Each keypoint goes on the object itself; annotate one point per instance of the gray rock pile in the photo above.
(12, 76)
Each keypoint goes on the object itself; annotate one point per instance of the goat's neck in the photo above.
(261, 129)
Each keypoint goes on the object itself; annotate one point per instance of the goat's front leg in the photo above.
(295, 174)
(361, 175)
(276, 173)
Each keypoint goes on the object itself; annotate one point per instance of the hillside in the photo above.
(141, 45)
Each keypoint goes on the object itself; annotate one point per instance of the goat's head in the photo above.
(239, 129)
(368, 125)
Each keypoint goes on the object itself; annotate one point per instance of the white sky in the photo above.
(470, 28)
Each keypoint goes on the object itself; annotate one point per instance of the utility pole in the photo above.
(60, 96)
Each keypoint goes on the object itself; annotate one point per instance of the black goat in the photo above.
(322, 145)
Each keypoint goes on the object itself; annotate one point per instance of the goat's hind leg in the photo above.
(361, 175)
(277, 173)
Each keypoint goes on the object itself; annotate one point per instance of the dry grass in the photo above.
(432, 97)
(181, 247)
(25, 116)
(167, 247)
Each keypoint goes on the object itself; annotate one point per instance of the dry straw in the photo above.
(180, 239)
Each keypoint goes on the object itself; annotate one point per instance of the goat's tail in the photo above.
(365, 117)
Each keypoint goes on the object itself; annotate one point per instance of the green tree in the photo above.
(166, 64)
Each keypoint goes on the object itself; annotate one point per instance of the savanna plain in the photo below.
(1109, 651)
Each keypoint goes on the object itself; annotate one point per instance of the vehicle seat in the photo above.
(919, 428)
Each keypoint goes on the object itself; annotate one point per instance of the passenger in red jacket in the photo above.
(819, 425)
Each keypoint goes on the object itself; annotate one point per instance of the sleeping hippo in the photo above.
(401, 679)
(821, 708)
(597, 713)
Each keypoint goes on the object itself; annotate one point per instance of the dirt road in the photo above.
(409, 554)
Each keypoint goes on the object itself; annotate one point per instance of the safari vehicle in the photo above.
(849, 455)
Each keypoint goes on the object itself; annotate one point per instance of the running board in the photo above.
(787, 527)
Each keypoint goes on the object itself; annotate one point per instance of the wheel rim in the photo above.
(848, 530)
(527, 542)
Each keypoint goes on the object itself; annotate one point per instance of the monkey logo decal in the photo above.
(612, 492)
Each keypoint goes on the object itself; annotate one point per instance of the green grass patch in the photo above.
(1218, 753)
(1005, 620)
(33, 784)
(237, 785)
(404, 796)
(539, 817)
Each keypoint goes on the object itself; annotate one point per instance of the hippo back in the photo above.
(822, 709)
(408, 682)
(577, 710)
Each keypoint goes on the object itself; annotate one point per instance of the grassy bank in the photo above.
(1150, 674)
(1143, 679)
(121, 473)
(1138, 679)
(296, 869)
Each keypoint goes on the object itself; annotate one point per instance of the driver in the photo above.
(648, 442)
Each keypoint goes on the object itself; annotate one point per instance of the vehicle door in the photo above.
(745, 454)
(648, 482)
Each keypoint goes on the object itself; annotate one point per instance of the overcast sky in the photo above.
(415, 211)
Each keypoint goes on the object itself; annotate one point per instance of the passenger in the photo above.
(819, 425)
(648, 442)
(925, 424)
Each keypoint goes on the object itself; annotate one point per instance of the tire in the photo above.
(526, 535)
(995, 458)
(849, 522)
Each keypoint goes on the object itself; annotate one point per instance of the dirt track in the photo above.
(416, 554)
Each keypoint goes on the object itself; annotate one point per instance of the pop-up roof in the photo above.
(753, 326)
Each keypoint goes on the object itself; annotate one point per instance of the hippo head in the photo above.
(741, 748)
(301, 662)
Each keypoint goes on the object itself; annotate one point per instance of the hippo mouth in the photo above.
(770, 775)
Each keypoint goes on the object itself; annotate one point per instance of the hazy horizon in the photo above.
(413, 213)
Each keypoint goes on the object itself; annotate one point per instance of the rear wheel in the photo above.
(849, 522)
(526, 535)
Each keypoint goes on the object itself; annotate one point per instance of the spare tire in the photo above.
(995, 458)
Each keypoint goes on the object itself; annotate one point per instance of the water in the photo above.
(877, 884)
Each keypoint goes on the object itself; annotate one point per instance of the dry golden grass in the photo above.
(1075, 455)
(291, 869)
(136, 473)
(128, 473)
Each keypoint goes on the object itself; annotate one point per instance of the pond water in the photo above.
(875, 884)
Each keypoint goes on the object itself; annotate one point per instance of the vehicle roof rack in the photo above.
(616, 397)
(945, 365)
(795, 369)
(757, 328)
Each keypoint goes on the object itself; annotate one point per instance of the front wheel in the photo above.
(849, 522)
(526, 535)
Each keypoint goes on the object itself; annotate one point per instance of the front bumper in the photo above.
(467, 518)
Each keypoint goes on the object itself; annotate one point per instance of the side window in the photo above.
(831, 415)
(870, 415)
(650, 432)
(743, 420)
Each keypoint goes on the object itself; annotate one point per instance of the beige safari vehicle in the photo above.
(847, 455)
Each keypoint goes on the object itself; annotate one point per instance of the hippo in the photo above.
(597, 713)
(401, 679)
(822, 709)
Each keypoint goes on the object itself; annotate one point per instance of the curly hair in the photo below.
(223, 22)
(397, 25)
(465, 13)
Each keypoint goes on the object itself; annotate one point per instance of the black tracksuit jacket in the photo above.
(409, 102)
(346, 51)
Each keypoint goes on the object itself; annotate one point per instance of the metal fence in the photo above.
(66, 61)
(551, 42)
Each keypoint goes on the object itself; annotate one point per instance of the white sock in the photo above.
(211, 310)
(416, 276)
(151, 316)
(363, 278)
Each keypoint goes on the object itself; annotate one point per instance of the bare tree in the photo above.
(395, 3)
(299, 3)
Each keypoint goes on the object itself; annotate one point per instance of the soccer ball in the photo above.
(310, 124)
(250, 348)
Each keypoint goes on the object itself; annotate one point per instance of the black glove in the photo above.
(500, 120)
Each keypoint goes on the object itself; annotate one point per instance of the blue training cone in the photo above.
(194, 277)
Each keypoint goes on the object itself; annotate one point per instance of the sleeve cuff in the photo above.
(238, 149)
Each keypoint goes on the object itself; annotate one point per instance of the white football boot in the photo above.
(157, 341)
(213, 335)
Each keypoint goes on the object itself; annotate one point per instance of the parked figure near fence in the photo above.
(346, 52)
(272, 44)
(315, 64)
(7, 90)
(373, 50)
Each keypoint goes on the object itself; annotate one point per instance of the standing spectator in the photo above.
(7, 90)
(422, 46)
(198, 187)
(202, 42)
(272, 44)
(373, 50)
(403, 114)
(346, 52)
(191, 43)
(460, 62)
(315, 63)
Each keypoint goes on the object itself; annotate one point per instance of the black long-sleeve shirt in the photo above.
■ ■ ■ ■ ■
[What the task asks]:
All of the data must be returned exactly.

[Right answer]:
Each keypoint goes on the object itself; annotate one point per instance of the gray rock pile in the photo above.
(12, 76)
Each keypoint goes on the object itself; annotate one point per instance of the goat's neck in the photo above.
(261, 129)
Each keypoint goes on the object itself; annotate one point per instance of the goat's front leg in the photo above.
(295, 174)
(361, 175)
(276, 173)
Each keypoint goes on the object itself; annotate one point per instance of the hillside in the photo above.
(141, 45)
Each keypoint goes on the object itself; annotate one point per instance of the goat's head in the photo above.
(239, 129)
(368, 125)
Each keypoint goes on the object itself; annotate one point per instance of the white sky in the photo above.
(470, 28)
Each keypoint goes on the object itself; annotate one point per instance of the utility pole in the photo above.
(60, 96)
Each keypoint goes on the object itself; annotate one point per instance of the black goat in the photo above.
(322, 145)
Each keypoint goes on the object itself; annotate one point per instance of the goat's hind leg in the photo above.
(361, 175)
(277, 173)
Each keypoint goes on the object itself; annotate one point per instance of the dry grass in the photo above.
(432, 97)
(181, 247)
(25, 116)
(167, 247)
Each keypoint goes on the object itself; annotate one point per instance of the dry straw in the photo above.
(180, 239)
Each keypoint goes on the object itself; annotate one point per instance of the goat's tail in the photo above.
(365, 117)
Each keypoint goes on the object itself; annotate one point per instance of the green tree in the photo above.
(166, 64)
Each keypoint goes on the object itself; annotate one point per instance of the savanna plain in the photo below.
(1109, 651)
Each keypoint goes on the object itself; annotate one point per instance of the vehicle seat in the photo above.
(919, 428)
Each keypoint goes on the object itself; annotate one point per instance of the passenger in red jacket in the photo above.
(819, 425)
Each keypoint goes on the object itself; annotate one point per instance of the sleeping hippo in the photo above.
(401, 679)
(821, 708)
(597, 713)
Each keypoint goes on the object itself; annotate one point per instance of the dirt road in the photo above.
(409, 554)
Each keypoint goes on the object itself; annotate one point per instance of the safari vehicle in the photo above.
(849, 455)
Each keypoint goes on the object itself; annotate one point per instance of the running board in the photo above.
(787, 527)
Each keypoint goes on the object itself; annotate one point per instance of the wheel rim in the photo above.
(848, 530)
(527, 542)
Each keypoint goes on the object itself; annotate one point per instance of the monkey logo decal in the photo above.
(612, 492)
Each keypoint goes on the object itself; annotate one point per instance of the green grass patch in the photo above.
(1218, 753)
(1005, 620)
(33, 784)
(237, 785)
(404, 796)
(539, 817)
Each keypoint goes on the object itself; annotate one point per instance of the hippo back in the photo above.
(822, 709)
(408, 682)
(577, 710)
Each keypoint goes on the object itself; annotate one point per instance of the grassy bank in the photo above.
(1150, 674)
(1143, 679)
(121, 473)
(1138, 679)
(296, 869)
Each keypoint goes on the object itself; annotate one point per instance of the driver in the photo above.
(648, 442)
Each keypoint goes on the object itself; annotate one point per instance of the vehicle door in the photo above.
(745, 454)
(648, 482)
Each keypoint goes on the object itself; annotate one point per instance of the overcast sky in the photo above.
(415, 211)
Each keypoint goes on the object itself; annotate one point per instance of the passenger in the photo above.
(819, 425)
(648, 442)
(925, 424)
Each keypoint goes on the object itself; annotate one point per instance of the tire in the photo above.
(526, 535)
(995, 458)
(849, 522)
Each keypoint goes on the object itself; annotate one point per instance of the dirt track in the photo above.
(416, 554)
Each keypoint goes on the object itself; annotate one point per instance of the pop-up roof in the photo above.
(753, 326)
Each keypoint goes on the object itself; annotate one point per instance of the hippo head in the photo above.
(741, 748)
(301, 662)
Each keypoint goes on the object itself; annotate one point per instance of the hippo mouth in the photo above.
(770, 775)
Each keypoint goes on the object itself; annotate one point per instance of the hazy horizon in the photo above.
(413, 213)
Each keypoint goes on the object itself; annotate one point per instance of the rear wheel in the photo above.
(849, 522)
(526, 535)
Each keypoint goes on the object itself; annotate one point per instance of the spare tire in the photo above.
(995, 458)
Each keypoint goes on the object itself; annotate one point per instance of the water in the photo above.
(877, 884)
Each keypoint goes on the object itself; annotate one point per instance of the dry golden grass in the photo above.
(1075, 455)
(291, 869)
(136, 473)
(128, 473)
Each keypoint goes on the object itself; annotate one point per instance of the pond water in the photo above.
(875, 884)
Each keypoint goes on the object itself; annotate one point per instance of the vehicle roof rack in the photo above.
(616, 397)
(945, 365)
(795, 369)
(757, 328)
Each keypoint goes on the object itself; annotate one point per instance of the front wheel in the photo above.
(849, 522)
(526, 535)
Each keypoint goes on the object itself; annotate one point per instance of the front bumper in the photo above.
(467, 518)
Each keypoint goes on the object itself; annotate one point per instance of the side window in the photo above.
(831, 415)
(870, 415)
(650, 432)
(743, 420)
Each keypoint goes on the object itself; annotate one point per instance of the beige safari vehicle in the photo above.
(847, 455)
Each keypoint goes on the object itself; annotate one point per instance of the hippo in the photo above.
(597, 713)
(401, 679)
(822, 709)
Each keypoint goes on the object itself; annotate one point per instance of the curly hair in the photo below.
(223, 22)
(397, 25)
(465, 13)
Each keypoint goes on the object itself; annotate one point per instance of the black tracksuit jacket in the photo above.
(409, 102)
(346, 51)
Each keypoint goes on the object itself; annotate one point per instance of the metal fence in the photo above.
(66, 61)
(551, 42)
Each keypoint goes on the object itself; annotate one point per instance of the white sock in the photo above.
(211, 310)
(416, 276)
(151, 316)
(363, 278)
Each keypoint goes on the object itself; annotate one point per instance of the bare tree in the photo above.
(395, 3)
(299, 3)
Each keypoint goes on the object itself; annotate one point per instance of the soccer ball in the photo above.
(310, 124)
(250, 348)
Each keypoint goes on the object itself; annotate one point per instance of the black glove in the photo above.
(500, 120)
Each keypoint goes on the object itself; annotate one point per instance of the blue training cone in the photo above.
(194, 277)
Each keypoint goes on the object itself; annotate one point per instance of the sleeve cuff in the photo above.
(238, 149)
Each keypoint goes on the object itself; annotate one point per instance of the white football boot in the photo above.
(157, 341)
(213, 335)
Each keypoint goes on the object itself; annotate one point per instance of the parked figure near fence in the photo above.
(346, 52)
(272, 44)
(315, 64)
(7, 90)
(373, 50)
Each keypoint goes on the object itself; annotate one point per instance of the standing spectator in the photo above.
(7, 90)
(422, 46)
(198, 187)
(202, 42)
(272, 44)
(373, 50)
(403, 114)
(346, 52)
(191, 43)
(460, 62)
(315, 63)
Each keypoint goes on the object itself; annotate one point per instance of the black long-sleeve shirt in the photo above.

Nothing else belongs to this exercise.